---------- Source data ----------
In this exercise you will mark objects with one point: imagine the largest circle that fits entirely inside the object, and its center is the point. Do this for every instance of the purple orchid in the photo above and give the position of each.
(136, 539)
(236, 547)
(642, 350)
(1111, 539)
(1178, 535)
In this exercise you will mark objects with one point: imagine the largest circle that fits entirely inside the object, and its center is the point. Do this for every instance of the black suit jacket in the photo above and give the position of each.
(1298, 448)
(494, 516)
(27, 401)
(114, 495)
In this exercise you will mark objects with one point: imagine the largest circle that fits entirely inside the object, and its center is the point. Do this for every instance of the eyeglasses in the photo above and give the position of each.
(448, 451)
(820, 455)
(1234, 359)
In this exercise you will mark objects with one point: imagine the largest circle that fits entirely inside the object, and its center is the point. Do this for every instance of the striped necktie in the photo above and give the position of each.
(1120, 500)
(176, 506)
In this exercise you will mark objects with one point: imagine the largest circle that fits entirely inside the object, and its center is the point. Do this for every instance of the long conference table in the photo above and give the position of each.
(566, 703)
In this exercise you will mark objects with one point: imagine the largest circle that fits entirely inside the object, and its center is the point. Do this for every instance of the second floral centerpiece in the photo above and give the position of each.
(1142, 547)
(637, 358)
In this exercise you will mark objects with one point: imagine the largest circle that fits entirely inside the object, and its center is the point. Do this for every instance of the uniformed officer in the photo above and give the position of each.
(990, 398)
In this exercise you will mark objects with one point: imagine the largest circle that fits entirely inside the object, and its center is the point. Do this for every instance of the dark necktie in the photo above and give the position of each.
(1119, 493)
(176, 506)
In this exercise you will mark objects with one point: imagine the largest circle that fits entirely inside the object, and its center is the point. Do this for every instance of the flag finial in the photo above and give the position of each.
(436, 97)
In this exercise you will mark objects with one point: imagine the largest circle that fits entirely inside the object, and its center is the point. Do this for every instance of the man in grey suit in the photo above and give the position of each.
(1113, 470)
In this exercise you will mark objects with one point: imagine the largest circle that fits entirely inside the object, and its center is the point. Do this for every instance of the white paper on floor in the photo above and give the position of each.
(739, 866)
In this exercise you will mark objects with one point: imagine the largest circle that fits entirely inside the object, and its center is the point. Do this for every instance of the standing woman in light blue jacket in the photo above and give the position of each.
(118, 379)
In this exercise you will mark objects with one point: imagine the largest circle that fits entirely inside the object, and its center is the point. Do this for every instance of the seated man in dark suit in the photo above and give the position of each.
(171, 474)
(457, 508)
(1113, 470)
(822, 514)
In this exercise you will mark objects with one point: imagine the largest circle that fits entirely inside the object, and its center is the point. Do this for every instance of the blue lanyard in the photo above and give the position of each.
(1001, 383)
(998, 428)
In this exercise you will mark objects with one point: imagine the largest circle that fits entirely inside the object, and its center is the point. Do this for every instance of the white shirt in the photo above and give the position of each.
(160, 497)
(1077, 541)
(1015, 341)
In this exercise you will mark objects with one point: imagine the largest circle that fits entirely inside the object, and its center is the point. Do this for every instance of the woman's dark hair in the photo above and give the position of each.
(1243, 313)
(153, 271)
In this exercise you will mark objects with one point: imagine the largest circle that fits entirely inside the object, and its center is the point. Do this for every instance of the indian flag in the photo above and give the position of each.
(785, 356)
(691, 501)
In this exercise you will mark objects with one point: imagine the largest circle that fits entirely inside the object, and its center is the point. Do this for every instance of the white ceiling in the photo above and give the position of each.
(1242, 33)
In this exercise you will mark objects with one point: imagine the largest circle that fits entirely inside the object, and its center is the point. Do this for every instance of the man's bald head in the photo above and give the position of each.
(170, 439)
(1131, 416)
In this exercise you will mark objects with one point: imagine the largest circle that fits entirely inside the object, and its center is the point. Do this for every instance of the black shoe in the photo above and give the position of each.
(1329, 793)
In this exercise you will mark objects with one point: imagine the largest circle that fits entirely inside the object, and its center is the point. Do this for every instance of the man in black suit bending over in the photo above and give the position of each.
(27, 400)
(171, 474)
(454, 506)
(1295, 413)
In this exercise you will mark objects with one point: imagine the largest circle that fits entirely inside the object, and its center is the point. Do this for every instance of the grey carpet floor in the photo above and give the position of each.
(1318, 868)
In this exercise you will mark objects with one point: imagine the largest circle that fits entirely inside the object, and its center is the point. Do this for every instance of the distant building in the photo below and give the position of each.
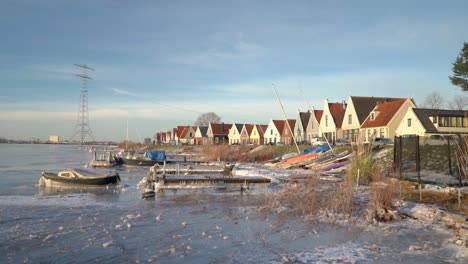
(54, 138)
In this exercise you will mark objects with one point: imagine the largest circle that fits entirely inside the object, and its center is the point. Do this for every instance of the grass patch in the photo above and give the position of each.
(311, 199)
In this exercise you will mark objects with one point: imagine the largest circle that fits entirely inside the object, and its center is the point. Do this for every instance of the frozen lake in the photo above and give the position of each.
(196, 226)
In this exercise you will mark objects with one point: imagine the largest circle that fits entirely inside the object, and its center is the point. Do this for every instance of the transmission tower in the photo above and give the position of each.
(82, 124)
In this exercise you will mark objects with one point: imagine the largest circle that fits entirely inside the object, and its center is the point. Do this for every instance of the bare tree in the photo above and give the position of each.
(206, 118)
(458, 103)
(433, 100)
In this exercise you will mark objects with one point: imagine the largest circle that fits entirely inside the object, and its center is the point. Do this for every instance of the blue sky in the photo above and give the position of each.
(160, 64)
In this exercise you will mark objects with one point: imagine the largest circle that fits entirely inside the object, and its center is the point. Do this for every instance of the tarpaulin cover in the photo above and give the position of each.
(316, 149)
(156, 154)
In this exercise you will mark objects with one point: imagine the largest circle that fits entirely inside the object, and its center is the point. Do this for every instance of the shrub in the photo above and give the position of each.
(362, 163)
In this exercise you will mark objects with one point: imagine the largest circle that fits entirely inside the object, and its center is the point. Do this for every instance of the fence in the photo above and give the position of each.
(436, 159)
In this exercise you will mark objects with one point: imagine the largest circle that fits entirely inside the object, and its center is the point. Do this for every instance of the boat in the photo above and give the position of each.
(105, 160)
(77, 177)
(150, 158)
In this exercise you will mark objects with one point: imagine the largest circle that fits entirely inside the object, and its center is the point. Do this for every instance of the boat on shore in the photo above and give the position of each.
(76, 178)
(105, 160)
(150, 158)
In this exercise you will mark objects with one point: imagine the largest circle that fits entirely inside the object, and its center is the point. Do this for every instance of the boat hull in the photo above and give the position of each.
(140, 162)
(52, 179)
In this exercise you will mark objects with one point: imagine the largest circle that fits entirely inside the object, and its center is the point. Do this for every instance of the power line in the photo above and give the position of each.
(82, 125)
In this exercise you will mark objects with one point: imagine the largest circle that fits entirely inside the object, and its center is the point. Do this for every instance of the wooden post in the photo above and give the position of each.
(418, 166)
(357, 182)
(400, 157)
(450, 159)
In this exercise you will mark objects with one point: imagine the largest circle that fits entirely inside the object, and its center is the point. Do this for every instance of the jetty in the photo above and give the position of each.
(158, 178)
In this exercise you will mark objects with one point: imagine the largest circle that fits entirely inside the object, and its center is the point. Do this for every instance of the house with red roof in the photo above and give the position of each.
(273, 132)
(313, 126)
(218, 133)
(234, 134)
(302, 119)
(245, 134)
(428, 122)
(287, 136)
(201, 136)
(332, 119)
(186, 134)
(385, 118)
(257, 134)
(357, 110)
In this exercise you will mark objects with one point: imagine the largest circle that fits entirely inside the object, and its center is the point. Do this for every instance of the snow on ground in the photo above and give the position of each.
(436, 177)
----------
> _Task brief_
Copy out every one of the lines above word for word, and leave the pictures out of your reply.

> _Answer for the task_
In this exercise you will mark objects with one point: imagine the largest circle that fits entirely inside the object, and its center is the point. Do this for every instance of the purple orchid in the photo above and give the position of each.
(136, 539)
(236, 547)
(642, 350)
(1111, 539)
(1178, 535)
In this exercise you will mark objects with one point: imagine the largest circle that fits entirely inside the object, and its center is the point. Do this for every instance of the black suit jacket in the photo above and give the position of each.
(1298, 448)
(494, 516)
(27, 401)
(114, 495)
In this exercise you will mark objects with one point: imagine the largest circle that fits entirely inside the object, and its center is the point. Do this for every instance of the eyeglasses in the photo above and give the position of each.
(448, 451)
(820, 455)
(1234, 359)
In this exercise you will mark objects with one point: imagine the largest circle that fits entirely inside the object, and its center is the point. Do this for every instance of the striped necktie in the photo above and give the position of each.
(1120, 500)
(176, 506)
In this exercise you will mark objects with one point: imagine the largest circle that fits entirely inside the object, and its center is the point. Do this for every instance of the long conference table in the photo above and give the position of each.
(566, 703)
In this exercise you will mark objects with one point: imagine the largest circle that fits entirely inside the object, and its center is the point. Do this for every instance of the second floral centerpiece in the photo above and give the position of each.
(1142, 547)
(637, 358)
In this exercise you will mark objects with one point: imagine the largest circle that fits entirely inside the object, and its center is the point. Do this for every instance of the uniformed officer in the photo above and give the position of each.
(990, 398)
In this exercise you will mark objects with one point: imagine the largest circle that fits entirely inside the object, and its center is the point. Do this for every instance of the dark necktie in the photo above and give the position of each.
(1119, 493)
(176, 506)
In this exercise you will mark objects with one point: imagine the largest circle that fits entirely inside the object, and its center is the point. Do this for every instance of the flag finial in the photo above and give the position of each.
(436, 97)
In this exercise you will mark objects with one point: imagine the largest circle that fits entirely inside the object, and its center is the point. Do this for every instance of the man in grey suit in the photo above and give the position of each.
(1113, 470)
In this exercise you will mark objects with one point: imagine the largest circle that fits entirely inside the object, and its center is the point. Do this for every instance of the white paper on floor in the photo above and give the position of each.
(739, 866)
In this exercise you will mark objects with one point: imagine the largest circle that fits entirely inside the object, and its center is the point. Do this for every instance of the standing woman in light blue jacket in the photo above and give the position of each.
(118, 379)
In this exercise you will mark objects with one point: imagine the largest circle that fits entirely inside the object, and its center is the point. Do this for every instance of the seated man in dark suit in the photo above and give the position of each.
(171, 474)
(457, 508)
(1113, 470)
(822, 514)
In this exercise you will mark objects with one point: imagine the largest circle that fits entirely inside the object, and its center is the point. Do this for every instance of the blue lanyard in the photo above and give the position of each.
(1001, 383)
(998, 428)
In this exercise you will mark objects with one point: imagine the largest circle that fits entirely inside the object, and its center is the point. Do this for every instance of the white shirt in the photo above and give the position of each.
(160, 497)
(1077, 541)
(1015, 341)
In this exercise you will mark objects with one point: imagine the largest circle that fits entirely inside the object, and its center is the point. Do this for every instance of the woman's dark hair in the photo above and give the position of each.
(1243, 313)
(153, 271)
In this exercise you will mark objects with one point: imagine the largest circle that fits entirely inside the object, and its center is the point. Do this for every instance of the indian flag in the photo above and give the position of each.
(785, 356)
(691, 501)
In this exercise you will mark objects with one point: imagine the largest circle that fits entirely inside the object, and its center is the point. Do this for every instance of the white ceiling in the photo above and give the position of each.
(1242, 33)
In this exercise you will mark objects with one point: imagine the largest circle that fits entirely inside the object, and its center is the point. Do this for every instance of the man's bald head in the photo above and give the position of each.
(170, 439)
(1131, 416)
In this exercise you will mark objects with one point: imagine the largest circle that fits entirely inside the object, and its center is the point. Do this for every instance of the black shoe in the photo above and give the position of each.
(1329, 793)
In this exercise you will mark objects with one point: imagine the largest circle that fits entirely inside the object, and its center is the point. Do this for every instance of the man in black suit bending over in the photo above and give the position of each.
(27, 400)
(171, 474)
(454, 506)
(1295, 413)
In this exercise you will mark objects with one point: imagine the largest circle that fits entirely inside the object, and its center is the point. Do this for every instance of the grey carpet floor in the photo above and give the position of each.
(1318, 868)
In this exercise you will mark objects with one point: imagine the largest circle that fits entirely inside the object, and its center is the point. Do this for every instance of the distant building in the photo below and give the position of each.
(54, 138)
In this exercise you will mark objects with one point: imagine the largest circle that fits entirely inside the object, and its center is the point. Do this for every instance of the grass patch in the photo above and give the position of each.
(311, 199)
In this exercise you will mark objects with one point: imagine the largest circle that fits entirely inside the object, and its center is the point. Do this for every instance of the frozen lake in the photo above and give the position of each.
(196, 226)
In this exercise you will mark objects with one point: imagine the largest circle that fits entirely inside the object, and its center is the point. Do this for every instance of the transmission tower in the photo above and give the position of each.
(82, 124)
In this exercise you will mark objects with one point: imagine the largest circle that fits entirely inside the object, and its center is the point. Do this for every instance of the bare tree in the photo above and give the position of each.
(206, 118)
(458, 103)
(433, 100)
In this exercise you will mark objects with one point: imagine the largest circle that fits entirely inside the object, and its center is the point. Do this for every instance of the blue sky in the photo above and give the position of each.
(160, 64)
In this exercise you will mark objects with one point: imagine the largest circle that fits entirely inside the object, and its center is the point. Do this for every instance of the tarpaulin cover in the photo above and give the position of each.
(316, 149)
(156, 154)
In this exercise you will mark objects with one point: imagine the largest circle that fits entirely inside the object, and its center is the point. Do this for every instance of the shrub in the photo above and give the position of each.
(362, 163)
In this exercise you will mark objects with one point: imagine the largest circle that fits entirely inside the object, and its center is the point. Do this for every instance of the fence in the photo above and give the position of each.
(436, 159)
In this exercise you will mark objects with one point: imagine the largest circle that fits entirely inside the object, and its center is the point. Do this for every instance of the boat in the photo above and give the position of each.
(105, 160)
(77, 177)
(150, 158)
In this exercise you will mark objects with one point: imagine the largest circle that fits entirely inside the object, and its center is the point. Do this for every instance of the boat on shore in the photo above and give the position of each.
(76, 178)
(105, 160)
(150, 158)
In this exercise you will mark objects with one point: imagine the largest circle that fits entirely inside the object, and its center is the point. Do this for every instance of the boat hull in the photo above and give the position of each.
(140, 162)
(52, 179)
In this exercise you will mark objects with one point: imagine the largest circle that fits entirely inside the object, and its center is the point. Do this for every instance of the power line in the photo above and give the position of each.
(82, 125)
In this exercise you will mark objects with one point: imagine the largest circle that fits entirely inside the object, and its center is the point. Do this for every instance of the wooden post in the photo above and give the position of each.
(418, 166)
(357, 182)
(400, 157)
(450, 159)
In this exercise you will mark objects with one point: imagine the largest circle that fits entirely inside the object, and its center is the point. Do this for every instance of the jetty in the photo above and give the position of each.
(158, 178)
In this exercise you will mark objects with one point: imagine the largest circle that fits entirely inside the object, and its center is the point. Do this for every instance of the house with red roof in the photo above and give the position of each.
(273, 132)
(313, 126)
(218, 133)
(234, 134)
(302, 119)
(245, 134)
(428, 122)
(287, 136)
(201, 136)
(332, 119)
(186, 134)
(385, 118)
(257, 134)
(357, 110)
In this exercise you will mark objects with one point: imagine the largest circle that fits entirely inside the object, and its center is the point. Do this for every instance of the snow on ground in the photo above and give the position of each.
(436, 177)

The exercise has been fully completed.